WHAT TO PRODUCE: Each and every line of the data must appear exactly as given.

- - - - -

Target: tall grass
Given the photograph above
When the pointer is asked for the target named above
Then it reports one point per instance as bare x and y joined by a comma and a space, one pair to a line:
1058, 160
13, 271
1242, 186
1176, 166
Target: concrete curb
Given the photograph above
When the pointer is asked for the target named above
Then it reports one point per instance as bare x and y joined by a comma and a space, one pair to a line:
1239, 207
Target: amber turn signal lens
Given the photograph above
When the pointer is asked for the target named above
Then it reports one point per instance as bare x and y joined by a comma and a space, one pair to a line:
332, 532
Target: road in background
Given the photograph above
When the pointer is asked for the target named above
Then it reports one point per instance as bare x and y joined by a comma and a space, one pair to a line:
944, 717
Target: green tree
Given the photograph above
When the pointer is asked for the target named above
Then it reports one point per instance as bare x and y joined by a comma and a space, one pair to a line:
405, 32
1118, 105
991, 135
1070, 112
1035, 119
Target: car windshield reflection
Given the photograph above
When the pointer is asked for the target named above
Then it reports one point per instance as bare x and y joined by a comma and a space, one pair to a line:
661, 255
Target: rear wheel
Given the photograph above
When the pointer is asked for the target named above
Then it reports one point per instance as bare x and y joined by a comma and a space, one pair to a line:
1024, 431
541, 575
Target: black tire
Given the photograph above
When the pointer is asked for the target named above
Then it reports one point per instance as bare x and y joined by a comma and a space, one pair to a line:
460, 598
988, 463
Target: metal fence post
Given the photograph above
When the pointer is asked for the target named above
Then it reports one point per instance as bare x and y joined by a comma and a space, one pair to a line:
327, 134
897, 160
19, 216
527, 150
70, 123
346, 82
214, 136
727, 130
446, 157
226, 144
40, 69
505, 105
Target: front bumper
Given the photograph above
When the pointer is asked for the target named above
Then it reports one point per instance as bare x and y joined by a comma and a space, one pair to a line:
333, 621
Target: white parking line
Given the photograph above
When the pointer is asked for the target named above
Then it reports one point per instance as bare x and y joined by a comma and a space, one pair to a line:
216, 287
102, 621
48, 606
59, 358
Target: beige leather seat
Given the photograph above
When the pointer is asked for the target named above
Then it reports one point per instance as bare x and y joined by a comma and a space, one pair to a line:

- - - - -

ANSWER TO THIS TASK:
Target: tall grass
Given the photograph above
When the pointer is asked for the target named above
Then it reports one point per instance as bare x and y joined by a comma and a space, one pair to a line:
1058, 160
13, 271
1242, 186
1176, 166
Target: concrete curb
Given the photograph above
When the pointer is asked for the target named above
Then it reports one point per instance as bare x and y joined by a comma and a space, one pair to a line:
1239, 207
Target: amber turn signal lens
Given the photograph above
When the pointer is asked for the target named above
Then it reports one point per instance as bare x and y joined by a comma and a space, one pair to a line:
332, 532
Target: road in background
Given the photograph above
When the pointer is asked for the target named above
Then it reports one point per instance as bare x and y joined by a comma and a space, one pair to a line:
944, 717
Target: green tree
Given the photograph above
When the pointer is asked for the target named above
Then it reports one point per instance as bare x and y joined by a comma and a space, one pair to a line:
405, 32
1118, 105
991, 135
1070, 112
1035, 119
Target: car windshield reflection
Given the photograph above
When the pointer is asked for the target named above
Then it reports one point per instance as bare x and y joined by a comma and a space, one pair to a line:
661, 255
Target: rear wheel
Given the photograph above
When the pointer is asked for the target named above
Then it reports one point per instance as bare x and y joined by a comma and a space, one pair to a line:
1024, 431
541, 575
Target: black tire
Given the photograph above
When the pointer is asked for the target named above
Then it reports one point per instance as bare x and y joined by a comma and a space, one pair to a line:
460, 598
988, 463
Target: metal fence post
Given the photograph above
When the pointer is asked for the target named above
Then it reports one point per instance as bare x and y joined by a comma and a space, one pair to a line:
327, 134
897, 160
19, 216
527, 150
70, 123
346, 82
214, 136
727, 130
446, 157
226, 144
40, 69
505, 105
Target: front bumper
Given the photograph above
When the pointer is asked for the target named above
Then it reports one point per instance as bare x and y joined by a comma and a space, one pair to a line:
333, 621
Target: white parking line
Given the photograph above
When the pointer is asked for the target named above
Then it reports one point per instance as bare x and y joined by a comma and a space, one pair to a line:
216, 287
102, 621
48, 606
59, 358
Target: beige leather seat
Given the photograph above
When the pointer is asked for the target named above
Then it reports one point per instance as bare x and y joined by a comma and a space, one pair to a line:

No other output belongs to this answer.